## Information given:
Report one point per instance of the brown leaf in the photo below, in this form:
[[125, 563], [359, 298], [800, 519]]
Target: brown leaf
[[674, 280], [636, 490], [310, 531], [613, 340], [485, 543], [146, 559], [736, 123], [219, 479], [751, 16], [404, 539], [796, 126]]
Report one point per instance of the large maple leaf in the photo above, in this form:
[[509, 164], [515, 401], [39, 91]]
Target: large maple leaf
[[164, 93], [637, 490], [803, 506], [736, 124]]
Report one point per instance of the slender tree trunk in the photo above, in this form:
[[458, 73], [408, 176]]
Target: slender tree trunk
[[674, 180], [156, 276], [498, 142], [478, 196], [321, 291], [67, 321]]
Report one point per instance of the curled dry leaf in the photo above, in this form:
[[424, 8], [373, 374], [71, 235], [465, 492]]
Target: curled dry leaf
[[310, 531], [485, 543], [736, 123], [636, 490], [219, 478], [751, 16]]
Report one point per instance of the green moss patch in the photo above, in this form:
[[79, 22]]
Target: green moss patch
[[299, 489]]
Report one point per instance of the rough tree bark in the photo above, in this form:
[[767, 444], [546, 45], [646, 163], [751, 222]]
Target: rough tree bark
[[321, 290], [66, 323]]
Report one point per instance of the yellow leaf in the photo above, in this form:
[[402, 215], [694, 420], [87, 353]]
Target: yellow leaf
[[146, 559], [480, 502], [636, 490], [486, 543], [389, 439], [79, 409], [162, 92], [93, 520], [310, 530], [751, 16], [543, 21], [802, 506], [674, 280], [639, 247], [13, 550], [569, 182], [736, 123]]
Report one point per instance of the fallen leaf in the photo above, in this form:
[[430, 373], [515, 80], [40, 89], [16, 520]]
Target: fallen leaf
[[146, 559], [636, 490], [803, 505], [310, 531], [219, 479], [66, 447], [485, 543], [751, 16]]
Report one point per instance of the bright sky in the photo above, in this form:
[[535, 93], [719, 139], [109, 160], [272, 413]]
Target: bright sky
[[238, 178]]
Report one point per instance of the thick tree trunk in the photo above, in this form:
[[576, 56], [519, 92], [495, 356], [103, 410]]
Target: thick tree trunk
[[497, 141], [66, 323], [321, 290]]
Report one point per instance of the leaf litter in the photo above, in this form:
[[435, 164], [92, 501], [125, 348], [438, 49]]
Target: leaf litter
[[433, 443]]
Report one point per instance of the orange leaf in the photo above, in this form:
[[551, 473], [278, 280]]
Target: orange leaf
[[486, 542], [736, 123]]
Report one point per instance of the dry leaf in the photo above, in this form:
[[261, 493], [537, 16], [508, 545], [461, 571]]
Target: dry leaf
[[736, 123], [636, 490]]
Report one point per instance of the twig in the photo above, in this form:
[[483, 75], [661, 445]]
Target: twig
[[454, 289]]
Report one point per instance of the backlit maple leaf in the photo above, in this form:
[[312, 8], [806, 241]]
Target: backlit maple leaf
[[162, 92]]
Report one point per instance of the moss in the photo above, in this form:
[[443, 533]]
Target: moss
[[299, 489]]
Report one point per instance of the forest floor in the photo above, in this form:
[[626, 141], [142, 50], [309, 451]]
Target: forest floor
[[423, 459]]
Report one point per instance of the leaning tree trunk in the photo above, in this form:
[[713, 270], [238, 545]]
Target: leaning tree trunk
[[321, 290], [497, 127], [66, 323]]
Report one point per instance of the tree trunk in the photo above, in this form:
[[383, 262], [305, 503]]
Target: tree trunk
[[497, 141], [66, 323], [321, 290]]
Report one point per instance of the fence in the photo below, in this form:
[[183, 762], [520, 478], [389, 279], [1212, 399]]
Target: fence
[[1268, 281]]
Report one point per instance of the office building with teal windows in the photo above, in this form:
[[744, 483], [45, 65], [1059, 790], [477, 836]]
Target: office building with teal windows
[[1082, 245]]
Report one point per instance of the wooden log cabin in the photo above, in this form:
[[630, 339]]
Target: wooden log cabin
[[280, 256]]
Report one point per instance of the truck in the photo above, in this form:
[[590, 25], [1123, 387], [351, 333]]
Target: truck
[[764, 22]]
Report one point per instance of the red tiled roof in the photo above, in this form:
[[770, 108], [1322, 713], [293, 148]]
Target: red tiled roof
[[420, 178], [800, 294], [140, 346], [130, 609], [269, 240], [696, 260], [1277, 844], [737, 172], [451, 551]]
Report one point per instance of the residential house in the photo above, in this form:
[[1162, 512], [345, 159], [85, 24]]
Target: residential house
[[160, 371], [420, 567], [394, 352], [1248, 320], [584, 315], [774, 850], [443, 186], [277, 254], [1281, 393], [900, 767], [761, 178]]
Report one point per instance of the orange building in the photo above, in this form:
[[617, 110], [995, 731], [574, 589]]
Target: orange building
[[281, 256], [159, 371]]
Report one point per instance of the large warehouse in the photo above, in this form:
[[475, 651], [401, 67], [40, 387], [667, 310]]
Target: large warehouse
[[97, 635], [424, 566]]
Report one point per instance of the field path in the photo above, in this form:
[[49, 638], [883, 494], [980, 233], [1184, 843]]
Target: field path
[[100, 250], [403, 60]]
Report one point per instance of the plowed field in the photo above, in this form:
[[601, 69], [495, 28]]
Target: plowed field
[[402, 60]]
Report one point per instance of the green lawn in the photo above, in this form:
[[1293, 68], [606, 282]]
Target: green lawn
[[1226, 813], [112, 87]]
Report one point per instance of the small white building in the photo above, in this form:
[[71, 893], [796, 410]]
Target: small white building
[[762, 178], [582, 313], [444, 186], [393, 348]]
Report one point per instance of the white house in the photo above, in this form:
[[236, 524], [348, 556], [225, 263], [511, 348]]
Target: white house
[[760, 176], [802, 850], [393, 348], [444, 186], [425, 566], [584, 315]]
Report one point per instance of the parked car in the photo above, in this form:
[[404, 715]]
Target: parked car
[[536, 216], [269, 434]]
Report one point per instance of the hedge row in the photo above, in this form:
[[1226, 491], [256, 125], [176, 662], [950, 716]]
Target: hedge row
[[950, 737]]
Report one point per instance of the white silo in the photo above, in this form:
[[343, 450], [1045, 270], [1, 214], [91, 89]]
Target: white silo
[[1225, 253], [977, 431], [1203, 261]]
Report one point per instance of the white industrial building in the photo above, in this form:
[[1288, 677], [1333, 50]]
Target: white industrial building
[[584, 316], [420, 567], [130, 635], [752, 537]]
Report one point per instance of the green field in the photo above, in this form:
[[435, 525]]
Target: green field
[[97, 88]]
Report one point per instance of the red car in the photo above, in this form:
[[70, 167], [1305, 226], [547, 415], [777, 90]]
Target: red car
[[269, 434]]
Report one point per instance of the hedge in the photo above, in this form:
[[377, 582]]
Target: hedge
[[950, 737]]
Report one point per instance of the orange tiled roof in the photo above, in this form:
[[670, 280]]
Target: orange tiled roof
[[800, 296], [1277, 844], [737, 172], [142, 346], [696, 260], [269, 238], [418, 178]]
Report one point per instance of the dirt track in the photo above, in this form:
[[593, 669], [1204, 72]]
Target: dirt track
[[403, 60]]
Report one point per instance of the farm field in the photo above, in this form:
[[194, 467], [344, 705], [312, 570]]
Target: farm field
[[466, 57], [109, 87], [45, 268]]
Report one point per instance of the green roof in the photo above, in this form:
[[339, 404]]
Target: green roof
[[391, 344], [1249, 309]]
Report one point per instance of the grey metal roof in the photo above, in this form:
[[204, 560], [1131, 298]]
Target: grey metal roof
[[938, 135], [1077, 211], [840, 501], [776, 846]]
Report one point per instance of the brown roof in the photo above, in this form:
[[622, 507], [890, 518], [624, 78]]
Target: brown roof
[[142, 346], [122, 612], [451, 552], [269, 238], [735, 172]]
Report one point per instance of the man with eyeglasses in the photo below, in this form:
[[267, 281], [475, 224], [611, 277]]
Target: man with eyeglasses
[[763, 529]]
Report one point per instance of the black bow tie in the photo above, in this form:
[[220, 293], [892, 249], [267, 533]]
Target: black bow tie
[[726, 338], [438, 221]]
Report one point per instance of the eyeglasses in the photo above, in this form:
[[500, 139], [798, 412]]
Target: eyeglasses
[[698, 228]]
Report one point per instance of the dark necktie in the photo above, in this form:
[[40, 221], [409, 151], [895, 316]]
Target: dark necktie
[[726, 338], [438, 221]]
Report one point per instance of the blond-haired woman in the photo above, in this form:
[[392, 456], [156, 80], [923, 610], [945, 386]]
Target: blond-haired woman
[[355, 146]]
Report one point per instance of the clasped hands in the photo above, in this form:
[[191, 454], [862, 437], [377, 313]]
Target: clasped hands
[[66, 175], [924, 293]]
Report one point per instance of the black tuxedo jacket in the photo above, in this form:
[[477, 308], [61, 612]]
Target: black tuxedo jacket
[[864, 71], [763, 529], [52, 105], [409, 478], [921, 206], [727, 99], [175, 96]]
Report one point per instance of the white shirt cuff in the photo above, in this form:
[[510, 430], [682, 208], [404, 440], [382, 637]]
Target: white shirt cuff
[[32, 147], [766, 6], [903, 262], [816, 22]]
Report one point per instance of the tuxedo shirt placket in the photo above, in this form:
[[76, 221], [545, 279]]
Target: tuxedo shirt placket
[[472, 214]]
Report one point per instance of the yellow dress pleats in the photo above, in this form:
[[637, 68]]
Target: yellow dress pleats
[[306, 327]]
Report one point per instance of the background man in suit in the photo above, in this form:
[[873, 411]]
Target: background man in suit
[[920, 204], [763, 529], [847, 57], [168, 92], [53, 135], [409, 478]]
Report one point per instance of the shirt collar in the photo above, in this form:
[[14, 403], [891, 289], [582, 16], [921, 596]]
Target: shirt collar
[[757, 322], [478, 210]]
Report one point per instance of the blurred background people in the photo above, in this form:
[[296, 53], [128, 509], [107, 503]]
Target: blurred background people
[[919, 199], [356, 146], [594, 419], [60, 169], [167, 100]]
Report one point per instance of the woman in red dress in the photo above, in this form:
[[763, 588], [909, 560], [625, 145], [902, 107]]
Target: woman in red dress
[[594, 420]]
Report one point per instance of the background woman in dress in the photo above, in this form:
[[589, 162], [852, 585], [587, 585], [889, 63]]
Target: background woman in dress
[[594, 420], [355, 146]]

## Stated problem:
In the items, take the part that opens with the line containing "Report one point per instance of the black bow" and closes with the line containing "[[698, 228]]", and switch "eyeglasses" to "spectacles" throughout it. Return only those lines, with nothing else altered.

## Result of the exercise:
Report one point per instance of the black bow tie in the photo above, in this form:
[[220, 293], [892, 249], [267, 533]]
Target: black bow tie
[[726, 338], [438, 221]]
Report one point per instance of the spectacles in the photo above, in this form:
[[500, 139], [798, 412]]
Target: spectacles
[[698, 228]]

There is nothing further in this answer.